Selected extract
|---|

Your mosaic_info .csv file (i.e., the one created by this Notebook) will have headers (capitalization must match):

| **Sample** | **Scanlist** | **Mosaic** | **Max_zircon_size** | **X_offset** | **Y_offset** |

Data under each of the headers will be as follows:


*   **Sample**: Name of each sample (e.g., 'V26'). Sample names must be unique!
*   **Scanlist**: Full filename of the scanlist corresponding to each sample (e.g., 'V26 complete.scancsv').
*   **Mosaic**: Full filename of the mosaic .bmp image file corresponding to each sample (e.g., 'Mosaic160210 1844-32-916.bmp').
*   **Max_zircon_size**: Maximum expected zircon size (in µm) in each sample (e.g., '500'). During processing, subimages are clipped from larger mosaic images to cut down on processing time. This will be the size of the clipped subimages that are processed by the script. Models will often fail to distinguish grains when they cannot see all grain boundaries (e.g., if the sub-image is smaller than the grain), so this parameter should be adjusted such that non-standard grains are fully visible within example subimages.
*   **X_offset**: X correction (in µm) for any misalignment of each mosaic image relative to recorded ablation points (e.g., '-125' will shift ablation points 125 µm to the left). Keep at 0 to keep recorded points as-is.
*   **Y_offset** Y correction (in µm) for any misalignment of each mosaic image relative to recorded ablation points (e.g., '-125' will shift ablation points 125 µm upwards). Keep at 0 to keep recorded points as-is.

---

## Imports and Google Drive mounting:

Run the cell below to import neccessary packages and mount your Google Drive to this Notebook. Mounting your Google Drive will require following the given instructions (click link, sign in, copy code, paste code into box, press enter).

|---|

Information supplied

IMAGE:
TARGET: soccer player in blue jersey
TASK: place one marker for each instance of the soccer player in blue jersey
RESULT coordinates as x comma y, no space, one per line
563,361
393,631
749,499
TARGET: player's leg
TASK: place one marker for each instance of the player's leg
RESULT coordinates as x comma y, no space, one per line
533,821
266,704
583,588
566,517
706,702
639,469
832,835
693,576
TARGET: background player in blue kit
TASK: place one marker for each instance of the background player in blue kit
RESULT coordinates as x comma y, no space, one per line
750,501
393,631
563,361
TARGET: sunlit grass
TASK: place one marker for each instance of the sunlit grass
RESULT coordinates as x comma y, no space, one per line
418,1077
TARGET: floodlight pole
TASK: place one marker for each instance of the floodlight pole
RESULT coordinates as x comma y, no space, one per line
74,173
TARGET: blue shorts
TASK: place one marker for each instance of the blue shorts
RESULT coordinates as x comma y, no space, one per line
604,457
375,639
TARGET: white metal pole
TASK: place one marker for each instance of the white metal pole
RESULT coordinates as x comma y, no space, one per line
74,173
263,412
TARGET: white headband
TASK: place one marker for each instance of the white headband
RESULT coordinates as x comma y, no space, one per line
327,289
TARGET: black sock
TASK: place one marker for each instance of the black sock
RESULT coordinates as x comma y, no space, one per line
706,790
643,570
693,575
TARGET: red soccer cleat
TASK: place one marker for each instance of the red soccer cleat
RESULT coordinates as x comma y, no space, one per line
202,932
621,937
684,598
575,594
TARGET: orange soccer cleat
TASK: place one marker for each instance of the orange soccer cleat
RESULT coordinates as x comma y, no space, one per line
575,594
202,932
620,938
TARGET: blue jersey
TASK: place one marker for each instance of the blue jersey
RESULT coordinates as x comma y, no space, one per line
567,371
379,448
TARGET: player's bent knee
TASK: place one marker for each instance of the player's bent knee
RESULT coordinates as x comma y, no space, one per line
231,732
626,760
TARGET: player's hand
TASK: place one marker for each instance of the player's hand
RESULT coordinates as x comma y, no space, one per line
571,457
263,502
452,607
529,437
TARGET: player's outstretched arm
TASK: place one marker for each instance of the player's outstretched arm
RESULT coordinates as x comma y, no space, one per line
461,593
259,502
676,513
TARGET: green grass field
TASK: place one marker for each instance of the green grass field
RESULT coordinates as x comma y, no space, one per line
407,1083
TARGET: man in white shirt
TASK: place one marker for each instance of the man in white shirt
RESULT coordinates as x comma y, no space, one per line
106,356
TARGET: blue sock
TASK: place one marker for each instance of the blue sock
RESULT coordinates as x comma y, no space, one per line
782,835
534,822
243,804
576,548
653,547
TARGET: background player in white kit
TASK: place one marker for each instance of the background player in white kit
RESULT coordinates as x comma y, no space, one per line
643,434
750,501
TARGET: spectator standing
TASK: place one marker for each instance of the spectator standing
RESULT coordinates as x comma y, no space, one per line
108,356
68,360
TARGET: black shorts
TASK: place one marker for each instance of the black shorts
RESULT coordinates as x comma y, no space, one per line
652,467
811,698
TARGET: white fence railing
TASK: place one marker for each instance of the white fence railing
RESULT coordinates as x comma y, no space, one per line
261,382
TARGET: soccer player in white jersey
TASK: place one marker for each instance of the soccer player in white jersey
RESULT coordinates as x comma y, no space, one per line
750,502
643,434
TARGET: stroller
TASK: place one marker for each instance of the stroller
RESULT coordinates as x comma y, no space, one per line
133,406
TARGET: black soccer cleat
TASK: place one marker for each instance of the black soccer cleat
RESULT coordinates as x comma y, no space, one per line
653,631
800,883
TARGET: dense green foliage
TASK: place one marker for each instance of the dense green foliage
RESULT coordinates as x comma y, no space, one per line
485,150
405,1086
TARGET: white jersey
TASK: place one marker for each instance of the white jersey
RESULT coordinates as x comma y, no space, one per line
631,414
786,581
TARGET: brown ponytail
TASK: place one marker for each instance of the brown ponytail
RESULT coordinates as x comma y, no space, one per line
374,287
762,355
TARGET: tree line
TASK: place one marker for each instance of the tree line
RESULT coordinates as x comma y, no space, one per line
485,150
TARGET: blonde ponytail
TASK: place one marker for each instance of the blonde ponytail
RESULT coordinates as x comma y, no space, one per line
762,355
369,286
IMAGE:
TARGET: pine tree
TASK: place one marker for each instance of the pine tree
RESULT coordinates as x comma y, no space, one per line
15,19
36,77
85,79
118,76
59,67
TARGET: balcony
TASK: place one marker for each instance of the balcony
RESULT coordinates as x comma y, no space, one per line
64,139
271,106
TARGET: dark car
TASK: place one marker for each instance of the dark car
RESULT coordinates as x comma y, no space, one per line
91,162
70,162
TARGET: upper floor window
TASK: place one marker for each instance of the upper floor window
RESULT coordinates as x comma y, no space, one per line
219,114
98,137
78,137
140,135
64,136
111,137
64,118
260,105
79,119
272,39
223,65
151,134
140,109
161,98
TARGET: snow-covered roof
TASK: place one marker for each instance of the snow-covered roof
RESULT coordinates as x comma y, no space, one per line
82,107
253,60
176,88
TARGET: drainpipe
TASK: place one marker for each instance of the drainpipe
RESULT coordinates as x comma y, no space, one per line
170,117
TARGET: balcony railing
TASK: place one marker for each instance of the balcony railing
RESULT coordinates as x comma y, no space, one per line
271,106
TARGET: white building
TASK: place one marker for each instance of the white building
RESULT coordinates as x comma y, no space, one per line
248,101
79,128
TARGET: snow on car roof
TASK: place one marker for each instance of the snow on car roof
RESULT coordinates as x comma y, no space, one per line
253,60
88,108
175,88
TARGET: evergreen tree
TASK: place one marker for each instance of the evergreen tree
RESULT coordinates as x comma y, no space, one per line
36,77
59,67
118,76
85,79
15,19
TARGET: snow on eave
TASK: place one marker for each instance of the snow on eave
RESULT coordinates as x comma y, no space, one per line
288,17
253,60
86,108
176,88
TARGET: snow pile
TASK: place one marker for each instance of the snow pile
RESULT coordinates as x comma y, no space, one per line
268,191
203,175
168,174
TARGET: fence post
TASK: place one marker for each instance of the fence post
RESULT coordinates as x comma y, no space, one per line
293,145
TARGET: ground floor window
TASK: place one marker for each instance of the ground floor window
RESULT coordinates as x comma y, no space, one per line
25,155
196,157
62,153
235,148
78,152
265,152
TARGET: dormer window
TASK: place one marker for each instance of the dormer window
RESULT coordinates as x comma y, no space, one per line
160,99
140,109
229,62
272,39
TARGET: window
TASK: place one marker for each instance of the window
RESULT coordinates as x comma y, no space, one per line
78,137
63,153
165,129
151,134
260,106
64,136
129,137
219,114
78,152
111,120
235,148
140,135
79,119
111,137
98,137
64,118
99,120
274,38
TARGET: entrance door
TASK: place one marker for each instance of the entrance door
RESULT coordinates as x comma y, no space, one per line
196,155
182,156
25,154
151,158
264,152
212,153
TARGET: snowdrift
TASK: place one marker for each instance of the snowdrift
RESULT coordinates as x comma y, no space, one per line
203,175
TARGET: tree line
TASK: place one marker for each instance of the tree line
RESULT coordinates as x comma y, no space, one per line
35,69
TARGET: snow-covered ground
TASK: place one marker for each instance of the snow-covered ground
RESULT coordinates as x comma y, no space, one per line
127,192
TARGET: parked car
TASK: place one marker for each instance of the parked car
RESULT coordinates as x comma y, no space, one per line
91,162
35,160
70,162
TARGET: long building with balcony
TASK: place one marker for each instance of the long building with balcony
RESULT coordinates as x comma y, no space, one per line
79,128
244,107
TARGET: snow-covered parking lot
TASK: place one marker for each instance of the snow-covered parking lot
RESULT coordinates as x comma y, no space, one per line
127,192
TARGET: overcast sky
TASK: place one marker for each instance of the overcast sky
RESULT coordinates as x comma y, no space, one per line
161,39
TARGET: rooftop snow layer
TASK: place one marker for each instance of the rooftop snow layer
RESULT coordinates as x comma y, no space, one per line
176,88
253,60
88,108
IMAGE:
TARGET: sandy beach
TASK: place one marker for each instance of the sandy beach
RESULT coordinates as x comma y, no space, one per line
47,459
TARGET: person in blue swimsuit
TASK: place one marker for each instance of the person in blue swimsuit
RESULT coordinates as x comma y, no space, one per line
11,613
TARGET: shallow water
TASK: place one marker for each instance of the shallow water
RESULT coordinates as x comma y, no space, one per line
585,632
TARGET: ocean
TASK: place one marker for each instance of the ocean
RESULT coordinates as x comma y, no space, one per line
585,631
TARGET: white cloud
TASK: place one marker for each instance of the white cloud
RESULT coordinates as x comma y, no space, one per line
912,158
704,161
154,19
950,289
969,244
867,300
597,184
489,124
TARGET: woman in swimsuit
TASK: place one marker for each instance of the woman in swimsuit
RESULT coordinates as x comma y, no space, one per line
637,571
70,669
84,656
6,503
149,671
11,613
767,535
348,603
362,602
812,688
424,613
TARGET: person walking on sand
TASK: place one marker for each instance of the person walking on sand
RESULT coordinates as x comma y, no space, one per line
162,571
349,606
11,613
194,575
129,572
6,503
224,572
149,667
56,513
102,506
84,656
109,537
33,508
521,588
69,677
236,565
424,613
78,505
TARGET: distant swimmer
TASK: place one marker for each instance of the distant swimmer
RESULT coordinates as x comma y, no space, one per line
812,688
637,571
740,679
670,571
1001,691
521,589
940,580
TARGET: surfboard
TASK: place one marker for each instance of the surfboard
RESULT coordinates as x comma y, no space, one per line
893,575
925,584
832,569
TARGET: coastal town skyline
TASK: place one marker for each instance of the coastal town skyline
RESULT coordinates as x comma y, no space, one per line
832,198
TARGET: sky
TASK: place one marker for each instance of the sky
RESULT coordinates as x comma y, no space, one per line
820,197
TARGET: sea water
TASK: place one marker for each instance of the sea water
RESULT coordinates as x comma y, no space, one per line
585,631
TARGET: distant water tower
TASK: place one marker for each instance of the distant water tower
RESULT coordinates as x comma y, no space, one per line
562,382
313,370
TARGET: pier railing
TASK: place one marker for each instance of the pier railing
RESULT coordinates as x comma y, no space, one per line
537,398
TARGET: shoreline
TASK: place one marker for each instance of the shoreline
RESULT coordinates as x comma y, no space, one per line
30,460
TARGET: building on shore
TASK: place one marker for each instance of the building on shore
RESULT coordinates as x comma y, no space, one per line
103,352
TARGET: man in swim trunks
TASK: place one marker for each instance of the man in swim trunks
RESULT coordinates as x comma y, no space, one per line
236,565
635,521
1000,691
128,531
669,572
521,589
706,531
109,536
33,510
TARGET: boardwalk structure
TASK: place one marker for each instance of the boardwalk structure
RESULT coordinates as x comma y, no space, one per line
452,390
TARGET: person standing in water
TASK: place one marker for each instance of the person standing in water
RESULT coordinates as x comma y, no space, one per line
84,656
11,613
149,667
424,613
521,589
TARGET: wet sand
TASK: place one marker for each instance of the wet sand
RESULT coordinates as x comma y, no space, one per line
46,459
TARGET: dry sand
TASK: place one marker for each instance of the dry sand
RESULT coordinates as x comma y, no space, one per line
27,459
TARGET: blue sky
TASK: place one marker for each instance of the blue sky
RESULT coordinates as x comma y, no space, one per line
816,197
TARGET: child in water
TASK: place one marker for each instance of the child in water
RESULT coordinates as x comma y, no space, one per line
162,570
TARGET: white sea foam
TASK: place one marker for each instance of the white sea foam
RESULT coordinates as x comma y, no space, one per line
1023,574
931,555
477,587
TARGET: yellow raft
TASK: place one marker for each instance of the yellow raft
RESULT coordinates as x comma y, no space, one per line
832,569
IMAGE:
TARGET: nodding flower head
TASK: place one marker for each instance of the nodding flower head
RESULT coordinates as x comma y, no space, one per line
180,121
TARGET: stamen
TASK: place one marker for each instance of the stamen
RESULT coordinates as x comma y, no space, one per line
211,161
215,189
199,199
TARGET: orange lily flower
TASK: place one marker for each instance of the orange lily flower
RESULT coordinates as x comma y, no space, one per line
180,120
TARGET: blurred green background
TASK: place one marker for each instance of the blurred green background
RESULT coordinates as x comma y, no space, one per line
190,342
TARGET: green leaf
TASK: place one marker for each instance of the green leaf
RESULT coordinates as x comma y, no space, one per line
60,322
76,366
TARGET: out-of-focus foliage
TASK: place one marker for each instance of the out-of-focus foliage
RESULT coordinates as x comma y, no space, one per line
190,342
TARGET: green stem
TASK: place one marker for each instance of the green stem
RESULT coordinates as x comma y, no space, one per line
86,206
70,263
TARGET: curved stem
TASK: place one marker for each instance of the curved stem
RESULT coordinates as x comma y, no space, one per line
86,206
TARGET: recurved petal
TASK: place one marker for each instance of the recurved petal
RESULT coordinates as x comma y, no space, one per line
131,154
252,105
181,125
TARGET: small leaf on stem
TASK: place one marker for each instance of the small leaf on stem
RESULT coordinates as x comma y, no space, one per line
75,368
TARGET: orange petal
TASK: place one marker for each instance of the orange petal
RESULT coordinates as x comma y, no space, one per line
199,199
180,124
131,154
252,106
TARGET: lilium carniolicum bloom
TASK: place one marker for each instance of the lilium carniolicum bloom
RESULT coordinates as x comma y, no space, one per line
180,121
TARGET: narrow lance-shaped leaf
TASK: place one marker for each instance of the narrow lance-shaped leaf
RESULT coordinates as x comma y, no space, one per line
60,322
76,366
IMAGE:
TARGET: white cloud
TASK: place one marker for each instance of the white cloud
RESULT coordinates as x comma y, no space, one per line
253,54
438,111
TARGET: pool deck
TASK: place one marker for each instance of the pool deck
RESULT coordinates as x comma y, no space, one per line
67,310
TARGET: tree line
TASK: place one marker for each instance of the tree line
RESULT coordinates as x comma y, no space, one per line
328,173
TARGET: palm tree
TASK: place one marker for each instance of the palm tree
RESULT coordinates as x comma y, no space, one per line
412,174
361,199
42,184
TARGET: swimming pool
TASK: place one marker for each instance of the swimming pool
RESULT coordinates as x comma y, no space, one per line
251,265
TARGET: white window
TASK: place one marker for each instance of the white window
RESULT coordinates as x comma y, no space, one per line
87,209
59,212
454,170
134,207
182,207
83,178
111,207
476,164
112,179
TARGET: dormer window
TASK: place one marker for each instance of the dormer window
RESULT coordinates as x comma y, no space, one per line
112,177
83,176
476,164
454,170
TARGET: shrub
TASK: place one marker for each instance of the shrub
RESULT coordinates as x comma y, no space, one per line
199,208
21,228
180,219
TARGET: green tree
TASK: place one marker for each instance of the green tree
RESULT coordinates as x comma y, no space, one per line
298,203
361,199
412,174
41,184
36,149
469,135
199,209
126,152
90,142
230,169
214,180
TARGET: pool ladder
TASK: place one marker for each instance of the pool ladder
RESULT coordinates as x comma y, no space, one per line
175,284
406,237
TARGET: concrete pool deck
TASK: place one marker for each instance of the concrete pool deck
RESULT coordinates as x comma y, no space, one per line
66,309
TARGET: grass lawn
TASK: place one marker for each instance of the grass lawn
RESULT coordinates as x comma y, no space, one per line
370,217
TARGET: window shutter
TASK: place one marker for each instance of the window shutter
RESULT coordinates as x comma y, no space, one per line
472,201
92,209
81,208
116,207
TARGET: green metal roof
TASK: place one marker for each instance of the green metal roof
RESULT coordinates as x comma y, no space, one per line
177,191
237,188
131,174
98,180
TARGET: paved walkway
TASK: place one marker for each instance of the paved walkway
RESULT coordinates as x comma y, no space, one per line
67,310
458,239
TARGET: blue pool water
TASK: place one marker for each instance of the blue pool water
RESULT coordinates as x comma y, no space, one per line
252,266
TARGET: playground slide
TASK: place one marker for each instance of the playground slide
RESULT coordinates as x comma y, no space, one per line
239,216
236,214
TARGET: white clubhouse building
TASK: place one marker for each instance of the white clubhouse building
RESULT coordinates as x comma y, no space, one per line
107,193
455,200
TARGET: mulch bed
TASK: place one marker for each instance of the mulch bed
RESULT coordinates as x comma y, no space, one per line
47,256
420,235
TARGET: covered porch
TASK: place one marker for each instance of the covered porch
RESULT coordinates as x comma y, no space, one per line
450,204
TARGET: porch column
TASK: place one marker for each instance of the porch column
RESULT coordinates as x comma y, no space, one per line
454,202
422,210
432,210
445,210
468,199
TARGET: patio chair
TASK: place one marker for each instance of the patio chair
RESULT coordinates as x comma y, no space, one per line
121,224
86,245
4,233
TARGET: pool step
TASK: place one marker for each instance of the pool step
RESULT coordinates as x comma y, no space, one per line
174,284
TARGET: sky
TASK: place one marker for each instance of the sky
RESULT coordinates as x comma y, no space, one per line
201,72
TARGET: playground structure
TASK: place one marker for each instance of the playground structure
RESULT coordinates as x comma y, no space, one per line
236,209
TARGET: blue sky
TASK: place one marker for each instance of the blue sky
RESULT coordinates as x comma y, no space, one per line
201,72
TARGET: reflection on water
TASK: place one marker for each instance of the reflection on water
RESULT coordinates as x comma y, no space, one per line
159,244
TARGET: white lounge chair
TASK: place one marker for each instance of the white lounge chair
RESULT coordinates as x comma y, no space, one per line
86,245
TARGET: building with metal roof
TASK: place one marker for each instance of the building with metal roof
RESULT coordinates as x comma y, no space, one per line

|---|

Challenges
1. From the zircon notebook text, rewrite the passage between "Your mosaic_info .csv" and "must be unique!", inclusive, substituting "column names" for every occurrence of "headers".
2. Continue the zircon notebook text, starting right after its last sentence.

Responses to the tasks
1.
Your mosaic_info .csv file (i.e., the one created by this Notebook) will have column names (capitalization must match):

| **Sample** | **Scanlist** | **Mosaic** | **Max_zircon_size** | **X_offset** | **Y_offset** |

Data under each of the column names will be as follows:


*   **Sample**: Name of each sample (e.g., 'V26'). Sample names must be unique!

2.
In [None]:
#imports neccessary packages
import sys
import os
import matplotlib.pyplot as plt
import pandas as pd

#install colab_zirc_dims, import modules
!pip install colab_zirc_dims==1.0.8

from colab_zirc_dims import czd_utils, mos_proc, mos_match

# mounts user Google Drive
from google.colab import drive
drive.mount('/content/drive')

## Link project folder:

Add the path to your project folder to the cell below and then run the cell to link the Notebook to it.

In [None]:
#@title Input full path to project folder here, then run this cell
ROOT_DIR = "/content/drive/My Drive/YOUR PROJECT DIRECTORY HERE" #@param {type:"string"}


## Match mosaic files to .scancsv files:

Run the cell below to find matches by comparing the bounds of .bmp images (given in their respective .Align files) with those of .scancsv files.

Re-run this cell if you have modified the project folder (e.g., added files) and want these changes to be reflected in your table. Note that this will clear any changes that you have made to the table within this Notebook - export and download your .csv to save changes.

If you know that there is significant mismatch (i.e., > 1 shots outside of mosaic areas) in your dataset, you can increase the integer in line 9 of the cell below to increase tolerance for out-of-bounds shots when matching mosaics to .scancsv scanlist files.

In [None]:
scanlist_dir = os.path.join(ROOT_DIR, 'scanlists')
mosaic_dir = os.path.join(ROOT_DIR, 'mosaics')

#Change the integer parameter in the line below to increase the number \
# of 'out-of-bounds' shots allowed before a mosaic is classified as \
# not being a match for a .scancsv file. Increase the parameter to an \
# arbitrarily large number (i.e., > number of shots in the .scancsv) \
# to view all mosaics in project folder as potential matches.
matches_dict = mos_match.check_scan_mos_matches(scanlist_dir, mosaic_dir, 1)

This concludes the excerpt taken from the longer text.